Records from a point annotation set:
________________________________________
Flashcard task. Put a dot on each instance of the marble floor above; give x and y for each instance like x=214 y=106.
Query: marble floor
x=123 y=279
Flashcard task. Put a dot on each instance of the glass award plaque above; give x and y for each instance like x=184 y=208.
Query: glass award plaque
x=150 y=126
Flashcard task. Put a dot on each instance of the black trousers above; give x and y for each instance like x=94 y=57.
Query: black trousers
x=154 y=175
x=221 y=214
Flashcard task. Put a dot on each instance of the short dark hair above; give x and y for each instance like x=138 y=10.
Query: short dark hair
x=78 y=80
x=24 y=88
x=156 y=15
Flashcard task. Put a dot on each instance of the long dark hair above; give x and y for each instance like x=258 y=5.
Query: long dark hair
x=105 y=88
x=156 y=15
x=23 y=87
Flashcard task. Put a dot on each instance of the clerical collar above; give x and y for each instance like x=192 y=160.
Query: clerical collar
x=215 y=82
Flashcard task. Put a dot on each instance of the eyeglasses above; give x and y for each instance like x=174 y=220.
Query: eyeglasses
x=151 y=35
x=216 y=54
________________________________________
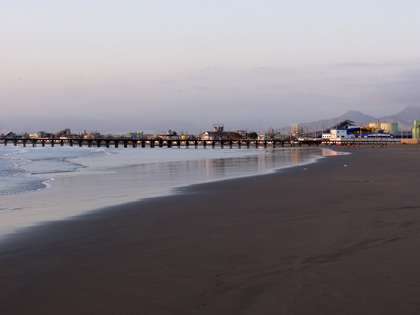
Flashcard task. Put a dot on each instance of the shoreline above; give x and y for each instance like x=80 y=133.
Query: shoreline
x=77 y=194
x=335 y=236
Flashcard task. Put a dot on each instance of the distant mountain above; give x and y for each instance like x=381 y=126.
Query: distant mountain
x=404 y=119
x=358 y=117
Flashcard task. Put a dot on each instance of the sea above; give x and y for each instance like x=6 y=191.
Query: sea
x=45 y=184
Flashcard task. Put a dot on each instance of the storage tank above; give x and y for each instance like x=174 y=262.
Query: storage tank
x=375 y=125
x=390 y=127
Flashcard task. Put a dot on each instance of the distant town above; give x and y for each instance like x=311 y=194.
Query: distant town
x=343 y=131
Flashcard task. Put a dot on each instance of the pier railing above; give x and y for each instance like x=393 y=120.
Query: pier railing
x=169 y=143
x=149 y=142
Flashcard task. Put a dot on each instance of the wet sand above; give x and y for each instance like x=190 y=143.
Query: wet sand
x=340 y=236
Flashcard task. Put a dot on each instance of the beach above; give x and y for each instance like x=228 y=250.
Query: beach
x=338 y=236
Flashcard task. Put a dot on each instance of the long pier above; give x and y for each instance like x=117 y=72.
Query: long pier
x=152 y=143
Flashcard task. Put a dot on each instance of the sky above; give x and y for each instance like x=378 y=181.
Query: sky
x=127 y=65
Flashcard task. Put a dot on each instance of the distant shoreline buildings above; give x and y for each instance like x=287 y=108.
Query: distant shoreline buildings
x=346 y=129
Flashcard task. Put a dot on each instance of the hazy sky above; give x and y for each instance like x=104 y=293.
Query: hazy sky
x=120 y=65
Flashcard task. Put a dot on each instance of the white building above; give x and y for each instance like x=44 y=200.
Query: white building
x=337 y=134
________________________________________
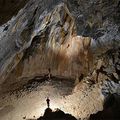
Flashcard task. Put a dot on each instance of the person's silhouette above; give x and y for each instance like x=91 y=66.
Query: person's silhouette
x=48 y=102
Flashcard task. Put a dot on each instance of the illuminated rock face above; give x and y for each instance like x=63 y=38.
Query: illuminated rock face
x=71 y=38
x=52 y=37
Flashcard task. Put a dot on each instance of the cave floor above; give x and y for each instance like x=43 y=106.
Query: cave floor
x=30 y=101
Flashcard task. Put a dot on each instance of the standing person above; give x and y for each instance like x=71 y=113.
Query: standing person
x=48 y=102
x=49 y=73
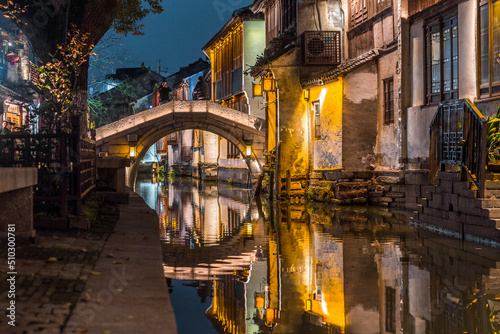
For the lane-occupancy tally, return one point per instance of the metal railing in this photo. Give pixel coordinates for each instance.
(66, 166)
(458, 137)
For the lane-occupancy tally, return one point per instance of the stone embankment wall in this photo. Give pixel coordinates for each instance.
________________________________________
Task description: Count the lines of the records that contain the string "buildings", treating uppercase and lowercase as different, and reply with the number alone.

Solution for this problem: 2